(begin)
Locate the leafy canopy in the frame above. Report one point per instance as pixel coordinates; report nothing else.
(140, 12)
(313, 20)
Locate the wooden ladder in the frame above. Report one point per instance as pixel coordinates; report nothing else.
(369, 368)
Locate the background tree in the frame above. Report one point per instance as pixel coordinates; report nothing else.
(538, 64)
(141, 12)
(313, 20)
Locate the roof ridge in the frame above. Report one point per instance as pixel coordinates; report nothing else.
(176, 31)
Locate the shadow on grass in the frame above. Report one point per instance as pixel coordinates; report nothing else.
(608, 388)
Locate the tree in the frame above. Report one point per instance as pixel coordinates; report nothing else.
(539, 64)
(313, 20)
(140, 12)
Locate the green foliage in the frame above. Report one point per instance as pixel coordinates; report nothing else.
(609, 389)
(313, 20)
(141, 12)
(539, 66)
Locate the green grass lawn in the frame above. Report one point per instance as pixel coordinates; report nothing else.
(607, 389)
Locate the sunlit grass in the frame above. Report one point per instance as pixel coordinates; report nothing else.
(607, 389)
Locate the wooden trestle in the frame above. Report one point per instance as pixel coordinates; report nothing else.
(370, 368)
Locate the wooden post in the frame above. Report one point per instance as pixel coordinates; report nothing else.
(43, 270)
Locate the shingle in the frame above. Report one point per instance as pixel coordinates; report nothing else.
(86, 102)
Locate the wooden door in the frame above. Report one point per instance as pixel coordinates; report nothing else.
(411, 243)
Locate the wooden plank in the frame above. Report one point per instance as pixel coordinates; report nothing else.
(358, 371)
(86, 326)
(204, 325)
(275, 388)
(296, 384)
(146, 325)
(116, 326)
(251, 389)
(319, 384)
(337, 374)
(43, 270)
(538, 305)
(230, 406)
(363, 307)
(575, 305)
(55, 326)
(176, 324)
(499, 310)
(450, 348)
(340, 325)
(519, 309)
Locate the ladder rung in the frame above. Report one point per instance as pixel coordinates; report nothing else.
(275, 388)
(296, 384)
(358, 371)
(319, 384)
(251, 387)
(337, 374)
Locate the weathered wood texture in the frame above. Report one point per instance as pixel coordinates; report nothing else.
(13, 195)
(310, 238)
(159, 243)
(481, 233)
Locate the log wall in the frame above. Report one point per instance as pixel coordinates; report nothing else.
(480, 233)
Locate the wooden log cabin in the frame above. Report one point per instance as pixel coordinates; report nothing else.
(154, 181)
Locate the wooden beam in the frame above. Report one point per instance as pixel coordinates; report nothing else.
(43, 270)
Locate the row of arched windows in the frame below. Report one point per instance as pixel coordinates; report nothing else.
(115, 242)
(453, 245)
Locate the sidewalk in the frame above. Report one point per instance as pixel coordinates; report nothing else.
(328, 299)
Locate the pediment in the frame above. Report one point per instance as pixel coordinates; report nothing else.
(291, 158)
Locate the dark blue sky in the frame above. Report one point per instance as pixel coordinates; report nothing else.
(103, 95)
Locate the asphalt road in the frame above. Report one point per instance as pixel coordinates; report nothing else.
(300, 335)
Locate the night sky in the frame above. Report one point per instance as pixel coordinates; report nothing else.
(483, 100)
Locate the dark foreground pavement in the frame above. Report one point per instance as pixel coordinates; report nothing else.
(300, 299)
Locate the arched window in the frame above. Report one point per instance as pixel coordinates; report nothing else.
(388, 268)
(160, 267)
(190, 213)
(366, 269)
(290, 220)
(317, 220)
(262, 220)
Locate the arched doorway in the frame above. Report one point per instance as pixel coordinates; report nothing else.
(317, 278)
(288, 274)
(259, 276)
(end)
### WORK TO BE COMPLETED
Arrange the listing above as a numbered list, leaving out any blank lines.

### ANSWER IN FULL
1. Locate the leafy canopy in the frame above. Report one point per instance as pixel coordinates; report nothing else.
2. (140, 12)
3. (313, 20)
4. Locate the wooden ladder in the frame above. Report one point per instance as pixel coordinates; report nothing else.
5. (369, 368)
6. Locate the background tree in the frame above. Report one point per instance as pixel coordinates; report nothing else.
7. (538, 64)
8. (141, 12)
9. (313, 20)
10. Locate the roof ridge in the frame above. Report one point per instance as pixel coordinates; report nothing else.
11. (176, 31)
12. Locate the shadow on grass in the frame above. Report one point per instance as pixel coordinates; report nothing else.
13. (608, 388)
14. Locate the tree in the frame above. Report one point per instance as pixel coordinates; report nothing else.
15. (539, 64)
16. (313, 20)
17. (140, 12)
18. Locate the green foliage in the frame above. Report one point per instance as pixel coordinates; report nothing else.
19. (609, 389)
20. (313, 20)
21. (141, 12)
22. (539, 66)
23. Locate the green grass lawn in the frame above. Report one point per instance as pixel coordinates; report nothing else.
24. (607, 389)
25. Locate the sunlit grass in the frame above. Report one point per instance as pixel coordinates; report nothing else.
26. (607, 389)
27. Locate the wooden trestle in the frame above. Report one point per instance as pixel coordinates; report nothing else.
28. (370, 368)
29. Locate the wooden post in the frame above. Report one point per instance as pixel coordinates; report nothing else.
30. (43, 270)
31. Locate the shingle in the frame above. Report one point per instance as pixel coordinates; report nothing else.
32. (86, 102)
33. Locate the wooden door in the frame above. Report one point per instance as pixel coordinates; report nothing else.
34. (411, 243)
35. Locate the wooden plank in the frame above. Report one point per instance as pixel coordinates; report nothing else.
36. (358, 371)
37. (86, 326)
38. (204, 325)
39. (275, 388)
40. (296, 384)
41. (146, 325)
42. (116, 326)
43. (251, 389)
44. (319, 384)
45. (337, 374)
46. (43, 270)
47. (538, 305)
48. (230, 406)
49. (363, 307)
50. (575, 305)
51. (55, 326)
52. (176, 324)
53. (499, 310)
54. (450, 348)
55. (340, 325)
56. (519, 309)
57. Locate the ladder rung in the frame above. Report one point per instance as pixel coordinates; report nothing else.
58. (275, 388)
59. (296, 384)
60. (358, 371)
61. (319, 384)
62. (251, 387)
63. (337, 374)
64. Locate the weathered wood texture in the frame above. Report one point per instance as pixel coordinates; report nothing else.
65. (13, 195)
66. (310, 238)
67. (159, 243)
68. (481, 233)
69. Locate the log wall in the frame above. Report one point per instance as pixel coordinates; report nothing else.
70. (480, 233)
71. Locate the wooden log cabin in the frame above. Report one point per instance as pixel coordinates; report nothing else.
72. (154, 181)
73. Locate the wooden beam in the frame above. Report one point per instance as pixel coordinates; report nothing else.
74. (43, 270)
75. Locate the row of arched windows in the frame below. Report one point per instance as pixel coordinates; report nothing else.
76. (115, 242)
77. (453, 245)
78. Locate the sidewalk in the frame above. Report one point per instance as pixel coordinates; report nothing else.
79. (328, 299)
80. Locate the pediment in the frame above. Report one point per instance as pixel coordinates; report nothing else.
81. (291, 158)
82. Locate the dark blue sky in the frame above. Report one point per instance as pixel coordinates; report nothing else.
83. (103, 95)
84. Locate the asphalt road in the frame above. Report one point per instance as pixel coordinates; report nothing else.
85. (300, 335)
86. Locate the night sky in the frame above. Report one point per instance as pixel coordinates; report nothing else.
87. (483, 100)
88. Locate the dark foreground pavement in the frame above. Report one point per instance as pixel coordinates; report nothing else.
89. (300, 299)
90. Locate the arched window in the frame above. Report one point per instance as pixel coordinates; report nothing else.
91. (388, 268)
92. (160, 267)
93. (190, 213)
94. (366, 269)
95. (290, 220)
96. (317, 220)
97. (262, 220)
98. Locate the arched doorway in the frame above. Report one point per instance as pixel coordinates; report nothing else.
99. (317, 278)
100. (288, 274)
101. (259, 276)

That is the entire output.